*Текст для разбора*.
----------------
Приложение к «Речам к немецкой нации»
Применение красноречия к настоящей войне
Современные люди находят красноречие часто и в том, что не высказывается словами. Здесь под красноречием мы понимаем, прежде всего, действительно произносимые речи; об упомянутом только что мы станем говорить ниже.
Что с давних пор повсюду, где было красноречие, и были уши, чтобы слышать его, это красноречие воодушевляло и воинов к победе на войне, и что нередко одно слово разбивало целые армии, – это известно из истории, и если бы даже мы могли забыть об этом, это показал нам наш враг, вплоть до самых последних событий.
----------------
*Условие задания*. Выпишите из отрывка о красноречии все различные формы, в которых там встречается слово «красноречие», каждую по одному разу.

(Сохранённые записи данных)
----------------
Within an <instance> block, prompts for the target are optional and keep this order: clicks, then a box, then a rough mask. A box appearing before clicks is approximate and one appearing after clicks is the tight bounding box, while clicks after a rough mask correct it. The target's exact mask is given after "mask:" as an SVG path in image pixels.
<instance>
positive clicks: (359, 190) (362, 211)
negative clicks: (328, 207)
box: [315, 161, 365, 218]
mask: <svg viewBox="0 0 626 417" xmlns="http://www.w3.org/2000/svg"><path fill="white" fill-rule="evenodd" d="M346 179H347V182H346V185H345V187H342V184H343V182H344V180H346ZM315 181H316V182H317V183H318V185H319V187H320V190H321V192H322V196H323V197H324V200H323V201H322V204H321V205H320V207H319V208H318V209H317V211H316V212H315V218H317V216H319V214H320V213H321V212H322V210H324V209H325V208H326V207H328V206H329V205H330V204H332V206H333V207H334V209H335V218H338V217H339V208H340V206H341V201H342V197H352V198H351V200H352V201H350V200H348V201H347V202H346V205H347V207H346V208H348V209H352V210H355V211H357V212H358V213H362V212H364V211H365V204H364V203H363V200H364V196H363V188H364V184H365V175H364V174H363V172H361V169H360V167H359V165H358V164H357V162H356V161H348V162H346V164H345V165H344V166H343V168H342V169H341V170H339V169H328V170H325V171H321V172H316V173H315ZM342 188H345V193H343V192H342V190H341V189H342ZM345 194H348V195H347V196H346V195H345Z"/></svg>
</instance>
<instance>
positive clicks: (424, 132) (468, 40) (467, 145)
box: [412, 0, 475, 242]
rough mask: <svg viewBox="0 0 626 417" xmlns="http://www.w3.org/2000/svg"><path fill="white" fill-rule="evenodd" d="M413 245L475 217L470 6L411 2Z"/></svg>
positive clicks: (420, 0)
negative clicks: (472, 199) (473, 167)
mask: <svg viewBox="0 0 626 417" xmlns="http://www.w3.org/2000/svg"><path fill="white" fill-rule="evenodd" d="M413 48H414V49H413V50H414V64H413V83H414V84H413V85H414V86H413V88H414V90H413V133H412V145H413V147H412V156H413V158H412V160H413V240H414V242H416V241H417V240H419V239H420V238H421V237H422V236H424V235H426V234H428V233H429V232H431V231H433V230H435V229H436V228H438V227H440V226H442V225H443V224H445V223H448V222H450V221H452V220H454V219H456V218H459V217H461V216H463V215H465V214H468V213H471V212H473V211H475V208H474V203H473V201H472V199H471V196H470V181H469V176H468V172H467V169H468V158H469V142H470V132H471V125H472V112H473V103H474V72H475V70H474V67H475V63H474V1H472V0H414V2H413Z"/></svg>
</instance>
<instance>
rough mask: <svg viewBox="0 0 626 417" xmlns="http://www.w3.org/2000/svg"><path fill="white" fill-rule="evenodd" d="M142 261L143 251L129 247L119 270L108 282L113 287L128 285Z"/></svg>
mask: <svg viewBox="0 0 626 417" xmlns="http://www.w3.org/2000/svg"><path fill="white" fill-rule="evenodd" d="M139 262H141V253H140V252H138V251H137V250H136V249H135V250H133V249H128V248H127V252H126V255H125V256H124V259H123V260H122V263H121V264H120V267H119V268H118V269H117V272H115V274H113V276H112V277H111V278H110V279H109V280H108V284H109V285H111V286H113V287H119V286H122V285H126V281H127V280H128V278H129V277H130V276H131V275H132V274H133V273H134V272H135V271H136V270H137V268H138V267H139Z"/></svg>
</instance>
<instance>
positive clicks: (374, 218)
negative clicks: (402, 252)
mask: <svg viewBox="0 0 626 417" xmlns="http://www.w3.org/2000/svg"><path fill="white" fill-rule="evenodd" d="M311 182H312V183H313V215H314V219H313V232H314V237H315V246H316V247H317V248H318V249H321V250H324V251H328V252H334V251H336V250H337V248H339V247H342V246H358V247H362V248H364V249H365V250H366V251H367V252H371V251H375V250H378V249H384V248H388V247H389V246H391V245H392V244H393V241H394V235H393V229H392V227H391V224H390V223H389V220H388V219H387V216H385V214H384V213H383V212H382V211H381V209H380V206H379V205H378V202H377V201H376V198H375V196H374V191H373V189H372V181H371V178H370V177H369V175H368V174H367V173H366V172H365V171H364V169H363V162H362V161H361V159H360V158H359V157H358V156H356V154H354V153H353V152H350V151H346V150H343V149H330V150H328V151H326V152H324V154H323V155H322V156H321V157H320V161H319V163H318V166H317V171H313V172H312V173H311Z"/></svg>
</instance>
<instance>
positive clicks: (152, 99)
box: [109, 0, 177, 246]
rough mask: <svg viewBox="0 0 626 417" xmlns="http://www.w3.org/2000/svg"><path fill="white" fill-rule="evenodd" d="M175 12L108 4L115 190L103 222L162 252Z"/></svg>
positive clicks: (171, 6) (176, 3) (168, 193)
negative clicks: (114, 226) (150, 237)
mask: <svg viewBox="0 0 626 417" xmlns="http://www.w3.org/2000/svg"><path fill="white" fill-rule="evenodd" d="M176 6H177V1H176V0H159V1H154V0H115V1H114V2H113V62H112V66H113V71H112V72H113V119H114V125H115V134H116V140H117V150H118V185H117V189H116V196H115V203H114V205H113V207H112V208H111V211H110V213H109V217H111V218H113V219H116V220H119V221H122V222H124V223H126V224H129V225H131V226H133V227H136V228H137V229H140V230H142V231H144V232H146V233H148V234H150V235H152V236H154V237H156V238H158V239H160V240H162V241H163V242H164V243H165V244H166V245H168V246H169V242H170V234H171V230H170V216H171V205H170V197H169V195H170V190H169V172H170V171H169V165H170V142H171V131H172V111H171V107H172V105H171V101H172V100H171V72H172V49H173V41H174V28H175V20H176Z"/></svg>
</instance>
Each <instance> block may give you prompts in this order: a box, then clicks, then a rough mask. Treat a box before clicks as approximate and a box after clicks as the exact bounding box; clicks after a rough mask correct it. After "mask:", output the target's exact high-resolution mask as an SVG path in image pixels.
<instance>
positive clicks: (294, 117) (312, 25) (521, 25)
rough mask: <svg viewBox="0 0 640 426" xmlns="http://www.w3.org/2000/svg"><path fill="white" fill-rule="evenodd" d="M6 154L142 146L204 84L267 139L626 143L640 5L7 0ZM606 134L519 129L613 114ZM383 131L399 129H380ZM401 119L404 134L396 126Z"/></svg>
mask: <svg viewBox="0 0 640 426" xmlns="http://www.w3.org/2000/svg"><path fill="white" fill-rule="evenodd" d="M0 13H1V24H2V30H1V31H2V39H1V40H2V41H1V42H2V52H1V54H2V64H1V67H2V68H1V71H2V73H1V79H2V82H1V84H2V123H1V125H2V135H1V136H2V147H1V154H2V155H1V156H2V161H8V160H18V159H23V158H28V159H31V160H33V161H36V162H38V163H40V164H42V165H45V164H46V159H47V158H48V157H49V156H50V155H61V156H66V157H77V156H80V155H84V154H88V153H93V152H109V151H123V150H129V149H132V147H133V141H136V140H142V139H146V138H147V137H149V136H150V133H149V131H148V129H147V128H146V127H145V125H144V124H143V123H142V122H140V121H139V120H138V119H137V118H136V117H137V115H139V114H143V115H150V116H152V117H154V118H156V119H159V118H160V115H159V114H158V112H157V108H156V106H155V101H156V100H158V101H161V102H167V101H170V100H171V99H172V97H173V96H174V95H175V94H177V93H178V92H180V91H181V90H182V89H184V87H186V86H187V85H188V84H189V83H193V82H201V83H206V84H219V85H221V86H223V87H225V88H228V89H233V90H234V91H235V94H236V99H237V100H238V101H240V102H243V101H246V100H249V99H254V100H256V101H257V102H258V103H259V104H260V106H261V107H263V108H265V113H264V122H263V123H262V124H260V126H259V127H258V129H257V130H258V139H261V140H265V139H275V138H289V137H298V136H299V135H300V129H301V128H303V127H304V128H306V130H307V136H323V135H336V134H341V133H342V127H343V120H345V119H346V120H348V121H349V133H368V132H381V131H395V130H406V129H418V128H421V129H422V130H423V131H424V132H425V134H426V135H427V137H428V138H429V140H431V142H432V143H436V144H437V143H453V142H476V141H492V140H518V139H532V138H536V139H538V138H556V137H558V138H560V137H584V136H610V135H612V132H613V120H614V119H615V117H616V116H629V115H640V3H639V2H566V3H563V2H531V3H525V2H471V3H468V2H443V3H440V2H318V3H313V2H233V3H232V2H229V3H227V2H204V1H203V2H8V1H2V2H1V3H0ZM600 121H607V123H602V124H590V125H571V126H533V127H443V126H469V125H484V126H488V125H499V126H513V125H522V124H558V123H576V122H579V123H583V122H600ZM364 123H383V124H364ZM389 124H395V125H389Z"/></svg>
----------------
*Ответ*. красноречия, красноречие, красноречием